• [What you have to do] Restate word for word everything in the certificates of deposit passage below, from "Doing the Math" down to "a $1,343 return.".

A certificate of deposit (CD) is similar to a savings account, only it has a higher interest rate and you don’t have access to your money for a period of time. Basically, when you purchase a CD from a bank you invest a certain amount of money for a specific period of time. Interest will accrue periodically throughout the term of the deposit until it reaches maturity. CDs can be purchased through banks or investment firms and are typically offered at fixed rates, although some investment institutions may offer adjustable interest rates.

Doing the Math

Interest on CDs is compounded periodically – typically daily, monthly or semi-annually – so the longer you leave your money in a CD, the larger your return will be. Compounded interest is interest paid on the principal plus the accrued interest. Fortunately you don’t have to be a mathematician to figure out how much you can make on a CD, but you will find out that CDs aren’t a way to get rich quick. For example, using the CD calculator at Bankrate.com, a $1,000 deposit with a 1.3 percent interest rate compounded daily for five years will result in only a $67 return. So, at the end of the term of the CD, you would be paid $1,067, principal plus interest. The more you invest, the more you make. A $20,000 investment with the same variables of interest rate and term would result in a $1,343 return.

Records:
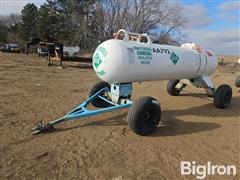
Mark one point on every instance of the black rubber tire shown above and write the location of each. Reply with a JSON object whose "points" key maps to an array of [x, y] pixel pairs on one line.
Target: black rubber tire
{"points": [[223, 96], [171, 87], [237, 81], [144, 115], [97, 102]]}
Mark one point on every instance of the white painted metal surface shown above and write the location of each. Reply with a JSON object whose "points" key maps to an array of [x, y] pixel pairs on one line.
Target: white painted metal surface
{"points": [[119, 61]]}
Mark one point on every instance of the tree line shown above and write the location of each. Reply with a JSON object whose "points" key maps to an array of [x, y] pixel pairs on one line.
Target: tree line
{"points": [[86, 23]]}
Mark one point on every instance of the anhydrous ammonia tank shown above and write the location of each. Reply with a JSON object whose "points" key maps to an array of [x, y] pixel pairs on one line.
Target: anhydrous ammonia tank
{"points": [[129, 60]]}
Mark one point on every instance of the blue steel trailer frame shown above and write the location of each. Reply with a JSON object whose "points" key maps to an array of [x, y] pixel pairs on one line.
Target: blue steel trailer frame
{"points": [[81, 111]]}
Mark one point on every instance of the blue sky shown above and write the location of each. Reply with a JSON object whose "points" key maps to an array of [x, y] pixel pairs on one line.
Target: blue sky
{"points": [[213, 24]]}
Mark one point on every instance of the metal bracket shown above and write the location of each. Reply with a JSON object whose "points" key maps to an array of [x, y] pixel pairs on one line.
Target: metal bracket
{"points": [[81, 111]]}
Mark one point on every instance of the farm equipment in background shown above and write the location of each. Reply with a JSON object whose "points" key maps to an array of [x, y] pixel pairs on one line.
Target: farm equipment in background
{"points": [[11, 47], [56, 52]]}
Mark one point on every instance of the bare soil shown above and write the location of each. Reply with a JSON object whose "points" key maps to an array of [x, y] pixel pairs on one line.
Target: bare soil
{"points": [[103, 146]]}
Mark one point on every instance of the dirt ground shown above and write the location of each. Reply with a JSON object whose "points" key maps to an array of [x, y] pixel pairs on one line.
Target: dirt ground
{"points": [[103, 146]]}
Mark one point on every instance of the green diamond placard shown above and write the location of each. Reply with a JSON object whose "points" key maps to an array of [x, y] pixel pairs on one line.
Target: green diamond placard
{"points": [[97, 60], [174, 58]]}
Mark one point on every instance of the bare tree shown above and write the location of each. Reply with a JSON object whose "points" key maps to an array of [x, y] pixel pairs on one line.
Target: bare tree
{"points": [[157, 18]]}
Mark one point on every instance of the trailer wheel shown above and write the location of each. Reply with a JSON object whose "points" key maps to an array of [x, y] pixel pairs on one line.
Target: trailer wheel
{"points": [[144, 115], [171, 87], [223, 96], [97, 102], [237, 81]]}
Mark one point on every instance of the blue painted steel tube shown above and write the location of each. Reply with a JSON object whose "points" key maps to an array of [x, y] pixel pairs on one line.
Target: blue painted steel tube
{"points": [[81, 111]]}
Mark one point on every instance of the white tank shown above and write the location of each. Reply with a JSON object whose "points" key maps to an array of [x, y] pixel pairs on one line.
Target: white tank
{"points": [[129, 60]]}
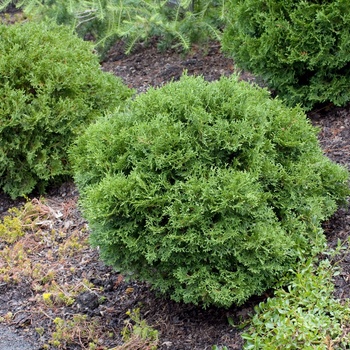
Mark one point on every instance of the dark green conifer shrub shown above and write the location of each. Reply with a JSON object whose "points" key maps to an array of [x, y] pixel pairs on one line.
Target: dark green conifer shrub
{"points": [[51, 88], [301, 48], [209, 191]]}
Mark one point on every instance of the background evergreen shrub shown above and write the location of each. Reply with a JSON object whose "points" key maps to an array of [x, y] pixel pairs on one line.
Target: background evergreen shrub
{"points": [[176, 23], [301, 48], [209, 191], [51, 88]]}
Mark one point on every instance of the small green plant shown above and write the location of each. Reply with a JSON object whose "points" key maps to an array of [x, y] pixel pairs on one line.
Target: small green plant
{"points": [[209, 191], [305, 315], [177, 23], [301, 48], [80, 330], [138, 334], [51, 88], [11, 228]]}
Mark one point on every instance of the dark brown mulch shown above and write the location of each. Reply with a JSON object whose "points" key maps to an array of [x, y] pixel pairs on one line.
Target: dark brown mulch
{"points": [[181, 326]]}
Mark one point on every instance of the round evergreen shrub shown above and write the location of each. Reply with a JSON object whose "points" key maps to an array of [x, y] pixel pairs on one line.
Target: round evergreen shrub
{"points": [[301, 48], [209, 191], [51, 88]]}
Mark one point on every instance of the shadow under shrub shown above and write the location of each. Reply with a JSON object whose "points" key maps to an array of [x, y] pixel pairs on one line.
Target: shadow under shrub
{"points": [[301, 48], [51, 88], [209, 191]]}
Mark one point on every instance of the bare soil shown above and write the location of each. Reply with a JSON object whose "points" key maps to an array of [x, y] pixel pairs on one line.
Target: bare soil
{"points": [[100, 293]]}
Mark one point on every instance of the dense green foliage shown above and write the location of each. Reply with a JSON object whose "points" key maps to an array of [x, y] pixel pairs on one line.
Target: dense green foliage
{"points": [[301, 48], [304, 316], [210, 191], [175, 22], [51, 88]]}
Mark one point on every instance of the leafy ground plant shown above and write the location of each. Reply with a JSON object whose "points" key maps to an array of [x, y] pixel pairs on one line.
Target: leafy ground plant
{"points": [[209, 191], [52, 87], [303, 316]]}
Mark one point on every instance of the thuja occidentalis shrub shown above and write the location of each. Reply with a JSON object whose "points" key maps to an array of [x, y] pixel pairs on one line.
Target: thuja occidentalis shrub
{"points": [[209, 191], [51, 88], [301, 48]]}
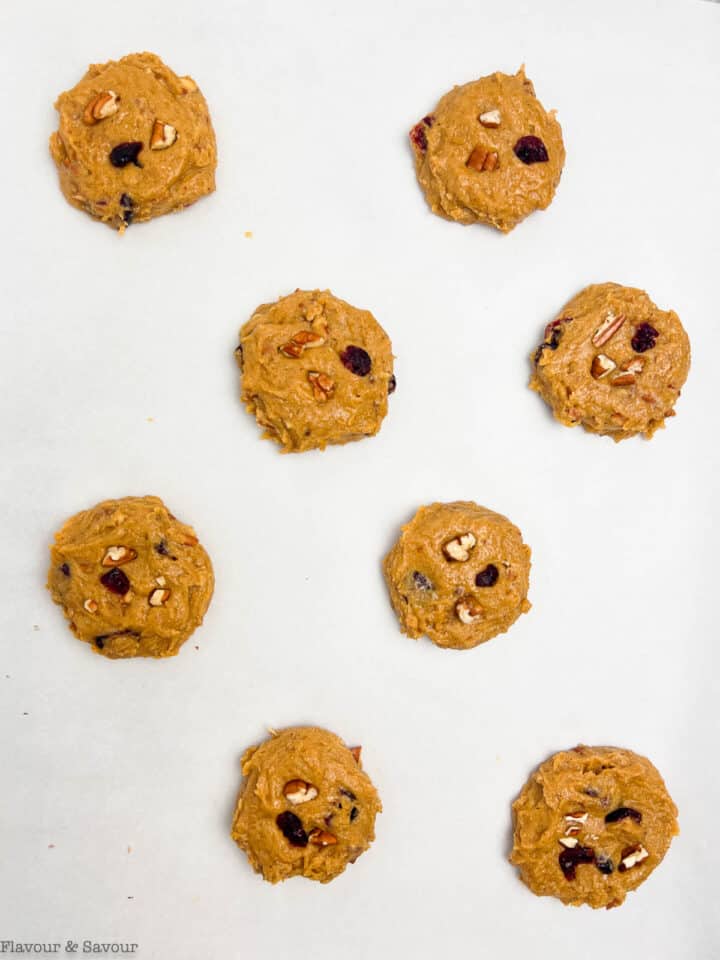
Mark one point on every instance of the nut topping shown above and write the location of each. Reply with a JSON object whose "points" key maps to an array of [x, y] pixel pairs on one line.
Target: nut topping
{"points": [[323, 386], [491, 119], [104, 105], [115, 556], [468, 611], [569, 842], [632, 856], [302, 340], [459, 548], [483, 160], [607, 329], [601, 366], [321, 838], [623, 380], [158, 597], [299, 791], [163, 135], [188, 84]]}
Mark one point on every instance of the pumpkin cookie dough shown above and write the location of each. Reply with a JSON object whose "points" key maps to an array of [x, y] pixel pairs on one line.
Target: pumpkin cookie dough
{"points": [[591, 824], [489, 152], [459, 574], [132, 579], [613, 362], [306, 807], [315, 370], [134, 141]]}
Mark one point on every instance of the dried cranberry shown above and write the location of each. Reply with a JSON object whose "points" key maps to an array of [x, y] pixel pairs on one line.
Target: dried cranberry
{"points": [[622, 813], [569, 859], [488, 576], [126, 202], [115, 581], [292, 828], [418, 137], [421, 581], [531, 150], [644, 338], [357, 361], [125, 153]]}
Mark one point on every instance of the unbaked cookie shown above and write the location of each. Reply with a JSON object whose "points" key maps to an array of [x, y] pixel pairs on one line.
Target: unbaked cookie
{"points": [[613, 362], [459, 574], [591, 824], [134, 141], [132, 579], [489, 152], [315, 370], [306, 807]]}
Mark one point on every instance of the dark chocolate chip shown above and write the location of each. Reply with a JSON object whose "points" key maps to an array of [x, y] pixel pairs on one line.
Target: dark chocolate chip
{"points": [[622, 813], [292, 828], [115, 581], [421, 581], [356, 360], [125, 153], [569, 859], [487, 577], [644, 338], [126, 202], [418, 137], [531, 150]]}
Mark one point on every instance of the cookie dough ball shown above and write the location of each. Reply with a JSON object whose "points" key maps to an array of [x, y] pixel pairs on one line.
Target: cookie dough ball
{"points": [[306, 807], [613, 362], [135, 141], [592, 824], [132, 579], [459, 574], [489, 152], [315, 370]]}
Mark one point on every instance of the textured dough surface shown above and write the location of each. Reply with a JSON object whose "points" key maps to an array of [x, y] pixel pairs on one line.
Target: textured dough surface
{"points": [[444, 141], [430, 590], [295, 412], [569, 797], [161, 556], [344, 807], [563, 364], [168, 179]]}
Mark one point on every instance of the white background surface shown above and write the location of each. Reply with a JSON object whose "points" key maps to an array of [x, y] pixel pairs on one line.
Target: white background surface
{"points": [[311, 104]]}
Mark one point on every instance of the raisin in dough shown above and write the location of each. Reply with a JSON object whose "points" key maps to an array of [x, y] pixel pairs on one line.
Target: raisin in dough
{"points": [[306, 807], [613, 362], [459, 574], [134, 141], [315, 370], [489, 152], [132, 579], [592, 824]]}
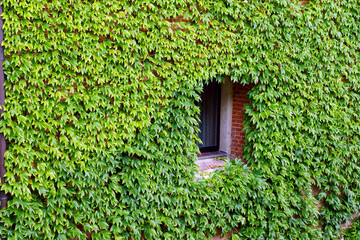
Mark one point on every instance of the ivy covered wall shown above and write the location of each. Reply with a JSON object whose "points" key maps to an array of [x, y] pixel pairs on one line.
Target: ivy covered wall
{"points": [[101, 122]]}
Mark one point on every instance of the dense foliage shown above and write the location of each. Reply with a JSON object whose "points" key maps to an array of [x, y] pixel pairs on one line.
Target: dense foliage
{"points": [[100, 118]]}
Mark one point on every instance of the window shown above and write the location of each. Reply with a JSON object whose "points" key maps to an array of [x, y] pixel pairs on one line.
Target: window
{"points": [[215, 119], [209, 125]]}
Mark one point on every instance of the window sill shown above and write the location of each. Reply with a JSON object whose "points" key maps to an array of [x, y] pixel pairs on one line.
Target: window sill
{"points": [[210, 162]]}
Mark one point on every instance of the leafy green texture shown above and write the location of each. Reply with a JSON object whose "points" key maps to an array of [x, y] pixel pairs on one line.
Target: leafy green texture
{"points": [[353, 232], [101, 121]]}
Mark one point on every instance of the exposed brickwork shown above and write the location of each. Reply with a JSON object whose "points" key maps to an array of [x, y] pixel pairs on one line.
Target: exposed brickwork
{"points": [[237, 134]]}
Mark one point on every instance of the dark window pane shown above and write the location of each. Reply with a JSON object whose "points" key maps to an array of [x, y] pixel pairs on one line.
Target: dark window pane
{"points": [[209, 118]]}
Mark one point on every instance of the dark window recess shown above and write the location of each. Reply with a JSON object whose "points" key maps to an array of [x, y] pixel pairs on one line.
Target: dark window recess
{"points": [[209, 124]]}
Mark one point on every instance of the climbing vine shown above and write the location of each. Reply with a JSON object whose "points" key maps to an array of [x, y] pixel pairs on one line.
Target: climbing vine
{"points": [[101, 118]]}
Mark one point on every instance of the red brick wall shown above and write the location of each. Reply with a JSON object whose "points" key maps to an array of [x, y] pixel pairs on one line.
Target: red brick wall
{"points": [[237, 134]]}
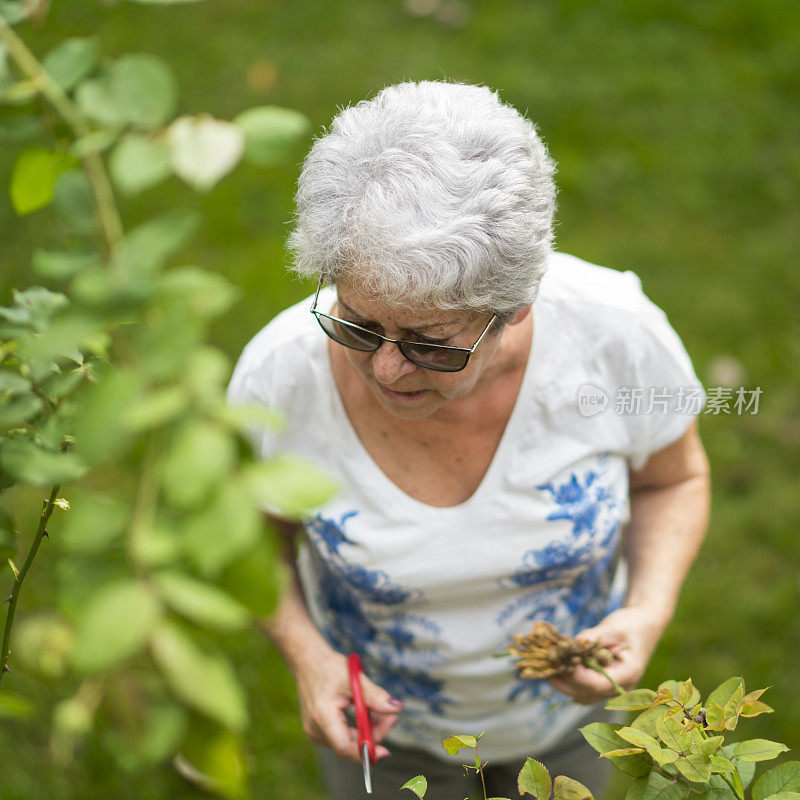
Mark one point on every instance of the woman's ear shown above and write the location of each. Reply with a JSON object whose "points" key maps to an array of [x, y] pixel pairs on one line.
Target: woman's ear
{"points": [[519, 316]]}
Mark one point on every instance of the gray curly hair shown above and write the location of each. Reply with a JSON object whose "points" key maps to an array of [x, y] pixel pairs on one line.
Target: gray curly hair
{"points": [[430, 194]]}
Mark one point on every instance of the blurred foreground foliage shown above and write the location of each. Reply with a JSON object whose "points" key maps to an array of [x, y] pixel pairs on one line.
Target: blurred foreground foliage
{"points": [[105, 370]]}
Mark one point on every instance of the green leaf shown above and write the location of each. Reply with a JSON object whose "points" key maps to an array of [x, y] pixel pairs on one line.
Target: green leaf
{"points": [[96, 99], [656, 787], [203, 150], [99, 429], [754, 708], [758, 750], [205, 681], [13, 382], [721, 764], [29, 463], [64, 337], [258, 579], [156, 408], [62, 265], [718, 699], [213, 758], [138, 163], [200, 602], [60, 384], [94, 522], [711, 745], [418, 785], [94, 142], [114, 626], [622, 751], [272, 134], [232, 511], [19, 128], [70, 61], [143, 730], [671, 733], [569, 789], [288, 486], [746, 770], [154, 543], [641, 739], [144, 89], [783, 778], [17, 411], [455, 743], [207, 293], [35, 307], [199, 459], [8, 541], [14, 705], [44, 644], [16, 11], [671, 686], [74, 201], [602, 736], [33, 178], [695, 767], [151, 244], [688, 695], [632, 701], [534, 779]]}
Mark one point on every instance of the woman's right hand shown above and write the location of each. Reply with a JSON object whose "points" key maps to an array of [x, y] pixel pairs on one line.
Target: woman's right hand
{"points": [[323, 687]]}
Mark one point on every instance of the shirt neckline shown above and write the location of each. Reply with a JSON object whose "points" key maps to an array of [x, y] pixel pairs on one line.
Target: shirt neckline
{"points": [[355, 450]]}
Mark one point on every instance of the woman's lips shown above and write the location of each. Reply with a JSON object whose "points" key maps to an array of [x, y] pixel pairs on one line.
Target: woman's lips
{"points": [[400, 397]]}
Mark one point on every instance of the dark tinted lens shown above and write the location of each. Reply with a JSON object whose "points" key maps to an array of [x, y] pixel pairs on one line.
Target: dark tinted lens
{"points": [[347, 335], [432, 357]]}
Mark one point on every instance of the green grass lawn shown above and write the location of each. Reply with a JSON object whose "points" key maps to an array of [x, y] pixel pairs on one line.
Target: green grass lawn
{"points": [[676, 129]]}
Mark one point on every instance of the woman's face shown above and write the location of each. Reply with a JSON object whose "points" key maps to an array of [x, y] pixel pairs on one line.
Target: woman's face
{"points": [[400, 387]]}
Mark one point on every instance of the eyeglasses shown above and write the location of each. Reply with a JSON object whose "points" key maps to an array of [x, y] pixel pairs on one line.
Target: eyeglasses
{"points": [[438, 357]]}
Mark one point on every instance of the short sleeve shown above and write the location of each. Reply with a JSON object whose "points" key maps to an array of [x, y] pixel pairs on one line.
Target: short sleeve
{"points": [[249, 386], [665, 395]]}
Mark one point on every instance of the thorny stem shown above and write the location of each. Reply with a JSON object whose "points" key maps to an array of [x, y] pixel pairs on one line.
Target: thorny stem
{"points": [[95, 170], [47, 511]]}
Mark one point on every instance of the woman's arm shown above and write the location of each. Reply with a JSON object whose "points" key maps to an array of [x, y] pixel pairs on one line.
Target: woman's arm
{"points": [[323, 683], [669, 513]]}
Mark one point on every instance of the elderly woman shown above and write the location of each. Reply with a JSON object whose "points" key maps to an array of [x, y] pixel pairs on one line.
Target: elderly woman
{"points": [[497, 415]]}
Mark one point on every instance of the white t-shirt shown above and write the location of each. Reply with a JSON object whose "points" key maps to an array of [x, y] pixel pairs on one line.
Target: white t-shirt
{"points": [[427, 596]]}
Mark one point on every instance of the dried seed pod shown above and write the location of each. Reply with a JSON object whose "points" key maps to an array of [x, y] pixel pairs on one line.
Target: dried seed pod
{"points": [[545, 652]]}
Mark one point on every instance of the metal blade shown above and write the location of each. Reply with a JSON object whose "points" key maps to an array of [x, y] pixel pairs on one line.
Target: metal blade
{"points": [[365, 762]]}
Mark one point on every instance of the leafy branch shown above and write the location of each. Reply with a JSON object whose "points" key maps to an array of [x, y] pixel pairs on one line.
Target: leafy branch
{"points": [[41, 81], [48, 506]]}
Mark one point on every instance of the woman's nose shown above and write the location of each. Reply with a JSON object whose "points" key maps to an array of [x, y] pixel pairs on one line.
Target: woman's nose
{"points": [[389, 364]]}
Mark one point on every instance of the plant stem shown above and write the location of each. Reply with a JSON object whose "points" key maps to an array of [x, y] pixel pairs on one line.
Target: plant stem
{"points": [[47, 511], [480, 772], [95, 169]]}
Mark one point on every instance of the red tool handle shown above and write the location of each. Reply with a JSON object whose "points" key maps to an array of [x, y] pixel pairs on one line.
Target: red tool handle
{"points": [[362, 713]]}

• [Completed exercise]
Doing the Math

Interest on CDs is compounded periodically – typically daily, monthly or semi-annually – so the longer you leave your money in a CD, the larger your return will be. Compounded interest is interest paid on the principal plus the accrued interest. Fortunately you don’t have to be a mathematician to figure out how much you can make on a CD, but you will find out that CDs aren’t a way to get rich quick. For example, using the CD calculator at Bankrate.com, a $1,000 deposit with a 1.3 percent interest rate compounded daily for five years will result in only a $67 return. So, at the end of the term of the CD, you would be paid $1,067, principal plus interest. The more you invest, the more you make. A $20,000 investment with the same variables of interest rate and term would result in a $1,343 return.